Please turn the records, starting with the line containing "Where can the man in dark suit be found here?" and going on through the line containing "[[750, 347], [863, 350]]", into a numbered list with one line per item, leaving out any blank lines.

———

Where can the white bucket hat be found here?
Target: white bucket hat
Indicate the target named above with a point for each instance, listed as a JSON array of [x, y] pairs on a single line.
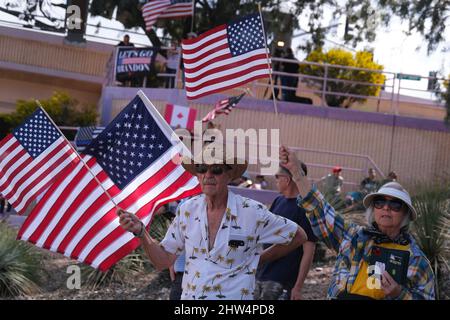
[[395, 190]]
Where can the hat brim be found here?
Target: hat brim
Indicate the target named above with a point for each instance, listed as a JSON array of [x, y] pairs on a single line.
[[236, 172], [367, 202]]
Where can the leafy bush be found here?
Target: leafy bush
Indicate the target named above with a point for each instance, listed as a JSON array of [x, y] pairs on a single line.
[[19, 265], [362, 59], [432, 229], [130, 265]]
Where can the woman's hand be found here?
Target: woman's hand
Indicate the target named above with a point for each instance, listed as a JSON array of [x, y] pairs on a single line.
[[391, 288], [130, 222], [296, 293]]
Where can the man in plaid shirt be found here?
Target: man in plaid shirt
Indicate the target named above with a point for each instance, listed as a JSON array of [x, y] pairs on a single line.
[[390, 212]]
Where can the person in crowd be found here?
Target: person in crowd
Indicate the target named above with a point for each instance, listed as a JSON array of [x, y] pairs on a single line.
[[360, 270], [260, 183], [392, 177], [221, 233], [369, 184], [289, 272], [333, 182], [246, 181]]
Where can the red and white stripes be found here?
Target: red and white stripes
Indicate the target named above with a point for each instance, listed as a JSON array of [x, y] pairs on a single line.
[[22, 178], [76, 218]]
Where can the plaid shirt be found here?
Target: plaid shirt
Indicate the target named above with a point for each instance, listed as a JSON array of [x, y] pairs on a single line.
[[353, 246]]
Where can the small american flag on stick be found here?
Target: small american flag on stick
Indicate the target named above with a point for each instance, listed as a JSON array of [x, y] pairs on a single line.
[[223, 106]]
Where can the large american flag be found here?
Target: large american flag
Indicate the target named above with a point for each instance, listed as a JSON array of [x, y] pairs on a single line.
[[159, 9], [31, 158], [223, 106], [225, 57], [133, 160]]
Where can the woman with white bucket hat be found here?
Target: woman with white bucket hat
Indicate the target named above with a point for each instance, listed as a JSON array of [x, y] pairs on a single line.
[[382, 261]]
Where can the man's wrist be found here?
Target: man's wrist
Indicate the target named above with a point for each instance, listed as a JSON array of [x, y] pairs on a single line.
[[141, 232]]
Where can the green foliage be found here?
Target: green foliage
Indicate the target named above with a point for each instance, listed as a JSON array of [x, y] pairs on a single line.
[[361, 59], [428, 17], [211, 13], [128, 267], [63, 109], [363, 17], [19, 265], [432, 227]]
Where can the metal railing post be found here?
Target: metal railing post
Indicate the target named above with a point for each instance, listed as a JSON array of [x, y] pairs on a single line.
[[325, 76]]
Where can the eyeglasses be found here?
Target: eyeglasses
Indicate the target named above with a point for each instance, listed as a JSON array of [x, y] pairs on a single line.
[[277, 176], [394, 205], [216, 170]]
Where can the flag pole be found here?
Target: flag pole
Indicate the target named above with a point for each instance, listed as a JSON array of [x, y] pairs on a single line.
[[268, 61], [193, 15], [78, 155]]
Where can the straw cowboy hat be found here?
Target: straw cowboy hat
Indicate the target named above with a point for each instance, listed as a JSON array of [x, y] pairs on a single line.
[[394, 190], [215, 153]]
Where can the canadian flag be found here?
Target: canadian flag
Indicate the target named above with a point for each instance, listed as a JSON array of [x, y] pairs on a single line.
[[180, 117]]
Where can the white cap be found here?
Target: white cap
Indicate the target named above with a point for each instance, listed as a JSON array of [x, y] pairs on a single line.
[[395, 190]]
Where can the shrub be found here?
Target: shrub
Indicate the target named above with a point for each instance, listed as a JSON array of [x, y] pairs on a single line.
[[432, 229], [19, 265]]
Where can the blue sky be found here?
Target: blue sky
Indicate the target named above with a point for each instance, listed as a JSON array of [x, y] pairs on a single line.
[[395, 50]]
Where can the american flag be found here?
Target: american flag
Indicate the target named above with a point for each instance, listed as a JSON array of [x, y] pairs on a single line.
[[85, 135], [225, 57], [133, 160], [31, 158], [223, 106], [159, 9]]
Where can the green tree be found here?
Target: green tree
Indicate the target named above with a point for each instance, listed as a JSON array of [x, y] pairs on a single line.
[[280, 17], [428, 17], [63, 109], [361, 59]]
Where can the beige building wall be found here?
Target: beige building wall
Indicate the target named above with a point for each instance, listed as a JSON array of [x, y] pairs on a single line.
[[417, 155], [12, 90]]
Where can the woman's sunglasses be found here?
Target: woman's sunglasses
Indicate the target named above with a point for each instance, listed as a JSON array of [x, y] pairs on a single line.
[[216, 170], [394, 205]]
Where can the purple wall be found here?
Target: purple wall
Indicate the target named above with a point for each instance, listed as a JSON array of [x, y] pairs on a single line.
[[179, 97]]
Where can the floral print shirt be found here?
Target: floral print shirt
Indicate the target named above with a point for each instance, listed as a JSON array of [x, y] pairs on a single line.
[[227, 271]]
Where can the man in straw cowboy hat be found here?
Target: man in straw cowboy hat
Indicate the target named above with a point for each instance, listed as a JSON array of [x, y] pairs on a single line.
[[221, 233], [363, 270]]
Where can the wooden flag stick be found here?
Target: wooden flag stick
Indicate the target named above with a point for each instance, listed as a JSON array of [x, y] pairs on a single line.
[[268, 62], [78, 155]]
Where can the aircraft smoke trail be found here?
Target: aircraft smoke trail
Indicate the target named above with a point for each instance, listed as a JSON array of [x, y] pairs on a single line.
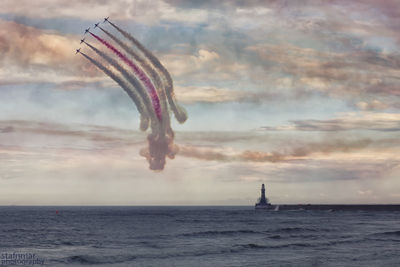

———

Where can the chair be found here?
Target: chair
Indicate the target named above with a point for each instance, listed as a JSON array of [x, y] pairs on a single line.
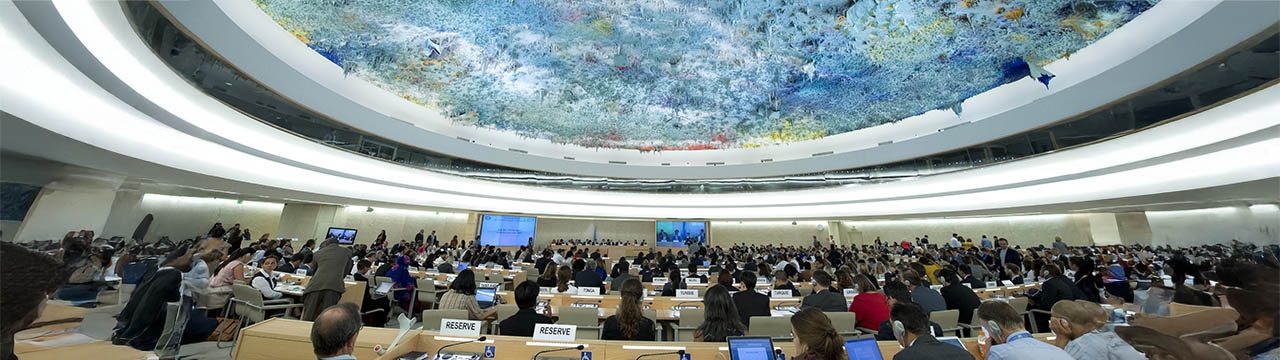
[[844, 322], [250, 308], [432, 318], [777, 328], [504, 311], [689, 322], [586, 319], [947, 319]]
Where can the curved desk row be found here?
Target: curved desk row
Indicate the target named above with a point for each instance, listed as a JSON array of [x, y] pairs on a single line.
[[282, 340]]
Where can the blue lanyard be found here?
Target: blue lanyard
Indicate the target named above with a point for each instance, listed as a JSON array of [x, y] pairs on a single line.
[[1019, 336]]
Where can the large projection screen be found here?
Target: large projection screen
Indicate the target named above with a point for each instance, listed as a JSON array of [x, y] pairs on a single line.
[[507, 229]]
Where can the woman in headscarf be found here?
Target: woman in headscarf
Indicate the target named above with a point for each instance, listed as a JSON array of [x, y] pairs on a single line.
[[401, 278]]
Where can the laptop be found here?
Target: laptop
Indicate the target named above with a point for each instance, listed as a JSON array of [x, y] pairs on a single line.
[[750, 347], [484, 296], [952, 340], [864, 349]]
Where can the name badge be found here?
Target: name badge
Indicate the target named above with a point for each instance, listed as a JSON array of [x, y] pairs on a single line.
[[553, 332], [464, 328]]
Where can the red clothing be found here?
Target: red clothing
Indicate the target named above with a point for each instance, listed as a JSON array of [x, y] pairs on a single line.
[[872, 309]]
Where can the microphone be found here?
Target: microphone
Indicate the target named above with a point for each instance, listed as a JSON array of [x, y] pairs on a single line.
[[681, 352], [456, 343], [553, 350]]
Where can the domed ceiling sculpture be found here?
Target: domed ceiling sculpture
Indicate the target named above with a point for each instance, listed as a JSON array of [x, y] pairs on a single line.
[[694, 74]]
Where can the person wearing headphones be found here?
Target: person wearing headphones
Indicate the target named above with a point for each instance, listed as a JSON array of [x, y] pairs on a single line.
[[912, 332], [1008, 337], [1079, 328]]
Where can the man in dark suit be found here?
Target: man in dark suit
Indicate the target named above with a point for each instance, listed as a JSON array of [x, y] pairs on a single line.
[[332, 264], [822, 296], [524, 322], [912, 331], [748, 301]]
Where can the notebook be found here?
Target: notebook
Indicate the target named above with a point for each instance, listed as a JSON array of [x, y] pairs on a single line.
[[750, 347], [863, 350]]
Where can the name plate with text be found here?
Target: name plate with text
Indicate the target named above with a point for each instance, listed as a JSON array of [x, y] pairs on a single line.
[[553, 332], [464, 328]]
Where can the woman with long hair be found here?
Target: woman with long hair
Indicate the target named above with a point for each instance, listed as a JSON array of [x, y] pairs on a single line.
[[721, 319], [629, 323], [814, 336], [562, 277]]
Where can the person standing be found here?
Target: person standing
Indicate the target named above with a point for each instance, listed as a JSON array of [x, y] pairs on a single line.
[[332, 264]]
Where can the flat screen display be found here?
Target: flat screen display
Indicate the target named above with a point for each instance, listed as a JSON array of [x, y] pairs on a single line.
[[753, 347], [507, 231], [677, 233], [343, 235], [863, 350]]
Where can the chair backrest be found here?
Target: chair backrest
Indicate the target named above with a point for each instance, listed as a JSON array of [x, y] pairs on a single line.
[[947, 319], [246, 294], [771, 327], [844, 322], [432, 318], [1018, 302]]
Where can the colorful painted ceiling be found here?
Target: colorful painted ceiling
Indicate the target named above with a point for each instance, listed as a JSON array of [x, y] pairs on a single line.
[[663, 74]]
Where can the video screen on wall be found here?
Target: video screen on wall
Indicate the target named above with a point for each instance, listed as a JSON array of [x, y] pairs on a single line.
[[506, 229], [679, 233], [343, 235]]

———

## Exercise response
1. Where can the man in dark suit be found here?
2. Target: man in dark suit
3. Indicate the target named above with a point for each instance, listed as a JSON array of [x, y] pairs on a single line.
4. [[332, 264], [822, 296], [524, 322], [912, 331], [748, 301]]
5. Where can the notebook be found here?
6. Target: notebook
7. Indicate the target named above with a point for each instance, listed as a JSON array of [x, y] pairs on a single line.
8. [[750, 347], [863, 350]]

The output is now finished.